----- ENTRIES PROVIDED -----

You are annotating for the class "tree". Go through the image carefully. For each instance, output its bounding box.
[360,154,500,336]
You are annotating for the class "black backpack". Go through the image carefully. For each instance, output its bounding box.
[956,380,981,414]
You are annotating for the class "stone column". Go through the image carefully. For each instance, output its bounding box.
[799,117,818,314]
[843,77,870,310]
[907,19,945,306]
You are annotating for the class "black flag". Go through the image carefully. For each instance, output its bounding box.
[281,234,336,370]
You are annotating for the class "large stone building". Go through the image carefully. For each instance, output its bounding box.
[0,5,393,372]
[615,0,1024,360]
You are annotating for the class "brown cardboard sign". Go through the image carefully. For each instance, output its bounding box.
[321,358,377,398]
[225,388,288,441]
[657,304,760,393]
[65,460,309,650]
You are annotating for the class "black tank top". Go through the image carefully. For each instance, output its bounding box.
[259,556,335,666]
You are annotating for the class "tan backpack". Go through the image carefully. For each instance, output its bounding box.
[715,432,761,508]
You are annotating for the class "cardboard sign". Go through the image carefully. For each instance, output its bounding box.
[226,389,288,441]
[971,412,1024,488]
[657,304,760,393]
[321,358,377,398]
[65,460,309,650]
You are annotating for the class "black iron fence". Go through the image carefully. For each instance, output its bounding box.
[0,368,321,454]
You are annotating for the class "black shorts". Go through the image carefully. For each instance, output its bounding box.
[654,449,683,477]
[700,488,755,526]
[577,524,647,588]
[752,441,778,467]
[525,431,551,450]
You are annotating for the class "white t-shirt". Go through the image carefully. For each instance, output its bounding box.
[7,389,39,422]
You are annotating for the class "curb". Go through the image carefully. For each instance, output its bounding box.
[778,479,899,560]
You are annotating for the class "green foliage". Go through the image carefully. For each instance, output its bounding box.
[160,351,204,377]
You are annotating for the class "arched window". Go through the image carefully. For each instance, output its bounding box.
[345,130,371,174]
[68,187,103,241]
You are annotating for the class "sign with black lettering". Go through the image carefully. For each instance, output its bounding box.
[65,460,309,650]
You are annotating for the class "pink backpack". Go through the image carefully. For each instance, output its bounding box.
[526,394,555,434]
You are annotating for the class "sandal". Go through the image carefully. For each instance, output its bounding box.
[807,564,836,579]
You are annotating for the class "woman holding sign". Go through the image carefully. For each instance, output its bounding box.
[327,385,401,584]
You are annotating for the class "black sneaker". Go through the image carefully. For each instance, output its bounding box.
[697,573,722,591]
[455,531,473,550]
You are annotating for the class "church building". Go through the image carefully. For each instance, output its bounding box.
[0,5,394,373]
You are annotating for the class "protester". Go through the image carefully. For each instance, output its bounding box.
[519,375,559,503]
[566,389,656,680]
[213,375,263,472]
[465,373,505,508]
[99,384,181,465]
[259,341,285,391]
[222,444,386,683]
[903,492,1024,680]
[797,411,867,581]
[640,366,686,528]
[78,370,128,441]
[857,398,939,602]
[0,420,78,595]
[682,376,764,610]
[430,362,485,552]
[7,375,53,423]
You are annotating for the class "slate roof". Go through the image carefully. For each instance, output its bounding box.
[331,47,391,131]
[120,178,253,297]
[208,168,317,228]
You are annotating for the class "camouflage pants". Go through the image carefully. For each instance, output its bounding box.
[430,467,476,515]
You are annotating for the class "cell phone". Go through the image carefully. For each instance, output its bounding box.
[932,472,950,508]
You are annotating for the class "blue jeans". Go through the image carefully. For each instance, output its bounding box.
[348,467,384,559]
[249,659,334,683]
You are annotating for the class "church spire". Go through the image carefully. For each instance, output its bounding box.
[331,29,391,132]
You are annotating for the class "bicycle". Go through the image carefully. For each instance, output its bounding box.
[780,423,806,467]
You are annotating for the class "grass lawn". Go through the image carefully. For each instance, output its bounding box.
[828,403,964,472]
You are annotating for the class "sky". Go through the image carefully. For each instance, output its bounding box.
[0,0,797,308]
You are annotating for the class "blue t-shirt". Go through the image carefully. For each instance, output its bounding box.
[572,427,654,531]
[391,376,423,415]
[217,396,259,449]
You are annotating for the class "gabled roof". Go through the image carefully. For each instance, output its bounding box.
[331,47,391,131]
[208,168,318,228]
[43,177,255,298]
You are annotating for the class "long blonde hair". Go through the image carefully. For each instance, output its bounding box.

-----

WHAT IS NEEDED: Count the lines in the data above that contain the string "roof", and give only that number.

REPLY TO THE EXERCISE: 2